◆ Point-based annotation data
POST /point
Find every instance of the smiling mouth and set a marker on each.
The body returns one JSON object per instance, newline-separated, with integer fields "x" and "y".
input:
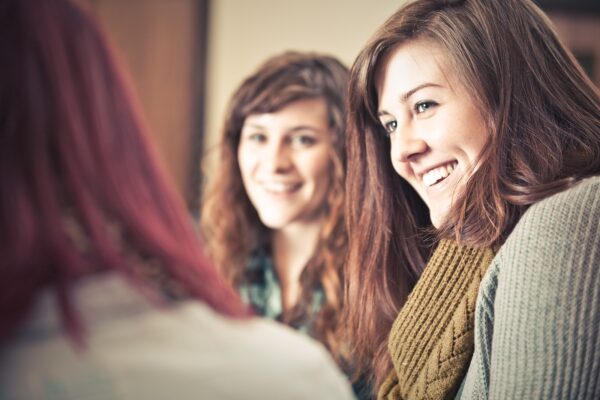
{"x": 280, "y": 187}
{"x": 438, "y": 174}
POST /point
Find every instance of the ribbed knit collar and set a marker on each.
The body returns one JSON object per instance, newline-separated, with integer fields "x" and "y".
{"x": 431, "y": 341}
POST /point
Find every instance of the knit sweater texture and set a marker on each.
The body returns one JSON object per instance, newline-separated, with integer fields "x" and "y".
{"x": 431, "y": 341}
{"x": 537, "y": 320}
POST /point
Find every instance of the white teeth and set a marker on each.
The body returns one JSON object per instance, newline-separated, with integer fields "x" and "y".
{"x": 278, "y": 187}
{"x": 435, "y": 175}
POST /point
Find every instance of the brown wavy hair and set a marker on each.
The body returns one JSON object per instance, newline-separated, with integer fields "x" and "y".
{"x": 544, "y": 117}
{"x": 231, "y": 227}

◆ WORK TO DO
Send back the data above word for word, with the pictures left out.

◆ THE COMPLETED TASK
POST /point
Find every instance of the smiling mouth and set a marker on each.
The body returns one JSON object per instance, newline-separated, with integer fields "x" and "y".
input:
{"x": 280, "y": 187}
{"x": 438, "y": 174}
POST /point
Find every instance of the ribbed knit collar and set a marker on each.
The body returns one JSON object per instance, newline-separated, with integer fields "x" and "y".
{"x": 431, "y": 341}
POST /point
Find every instance of the knit sweater texture and set a marker on each.
The body returns one JSON object per instance, newline-separated, with integer fields "x" and "y".
{"x": 431, "y": 341}
{"x": 537, "y": 320}
POST /point
Find every instance of the white teeth and set a marker on each.
The body returns one JSON object per instance, newline-separated, with integer fields "x" and "y".
{"x": 278, "y": 187}
{"x": 435, "y": 175}
POST /point
Find every instance of the brown wavy hair and set a marker on each.
The body returns one JSON object per instance, newline-separated, with integer fields "x" and "y".
{"x": 544, "y": 117}
{"x": 231, "y": 227}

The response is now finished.